課題と演習
(a) 次の(i)〜(iii)が本文の内容と合っているかを、それぞれ「はい」か「いいえ」で答え、根拠となる本文の語句をそのまま引用してください。(i) 風景を描く場合はレイヤーが重要だとされている。(ii) アタリは単純化すれば線でよいとされている。(iii) 人間の体を描くのは難しいとされている。
(b) 本文のうち「自分の書いた「エリカの技術・芸術日記」2021/08/22より。」から下へ「体から伸ばせばよいのである。」までのすべてを、一字も変えずに書き写してください。

文書の本文
Assyの美術入門です。
自分の書いた「エリカの技術・芸術日記」2021/08/15より。
イラストなど、透視図法を分かってしまえば、どんな風景画でも正確に描けるようになる。人間を描くためのコツは、常に輪郭線を意識して、いわば24時間対象を絵に直すことだけを頭の中で行うことである。女性を描くにはまつげをつける。線を引くだけの作業なら、工夫やアレンジのしがいがあるだろう。
自分の書いた「エリカの技術・芸術日記」2021/08/22より。
僕は、絵を描く力とは、アタリを正しくとる力ではないかと思う。アタリの位置や大きさを正確にとれば、あとは鉛筆と消しゴムで細部を描けばよい。
人間をイラスト化したいなら、3Dの人形を描くしかない。それだけを練習すれば正しいアタリが描ける。
アタリを単純化すると、むしろ点でいい。点に向かって手足を体から伸ばせばよいのである。
風景を描くなら、レイヤーが重要だ。さまざまな重ね合わせを考えて描けば、違和感なく全体が調和する。
そもそも人間の体は、手足の関節が2・3あるだけだ。描くのは難しくない。
僕は、絵を描く上で重要なのは、全体のバランス、細部のディティール、質感、光と陰、だと思います。

参照資料
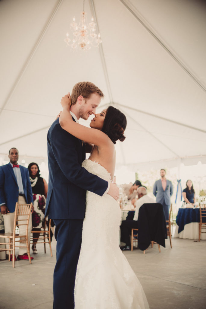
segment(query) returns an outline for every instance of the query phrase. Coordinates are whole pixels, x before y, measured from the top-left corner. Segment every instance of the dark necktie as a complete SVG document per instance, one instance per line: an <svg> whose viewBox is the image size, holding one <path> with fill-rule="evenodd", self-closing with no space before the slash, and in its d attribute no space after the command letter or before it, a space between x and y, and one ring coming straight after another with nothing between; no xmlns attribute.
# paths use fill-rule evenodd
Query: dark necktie
<svg viewBox="0 0 206 309"><path fill-rule="evenodd" d="M19 167L19 166L18 164L17 164L16 165L15 165L15 164L13 164L13 167Z"/></svg>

課題の解答
(a)
(i) はい。「風景を描くなら、レイヤーが重要だ。」
(ii) いいえ。「アタリを単純化すると、むしろ点でいい。」
(iii) いいえ。「描くのは難しくない。」

(b)
自分の書いた「エリカの技術・芸術日記」2021/08/22より。
僕は、絵を描く力とは、アタリを正しくとる力ではないかと思う。アタリの位置や大きさを正確にとれば、あとは鉛筆と消しゴムで細部を描けばよい。
人間をイラスト化したいなら、3Dの人形を描くしかない。それだけを練習すれば正しいアタリが描ける。
アタリを単純化すると、むしろ点でいい。点に向かって手足を体から伸ばせばよいのである。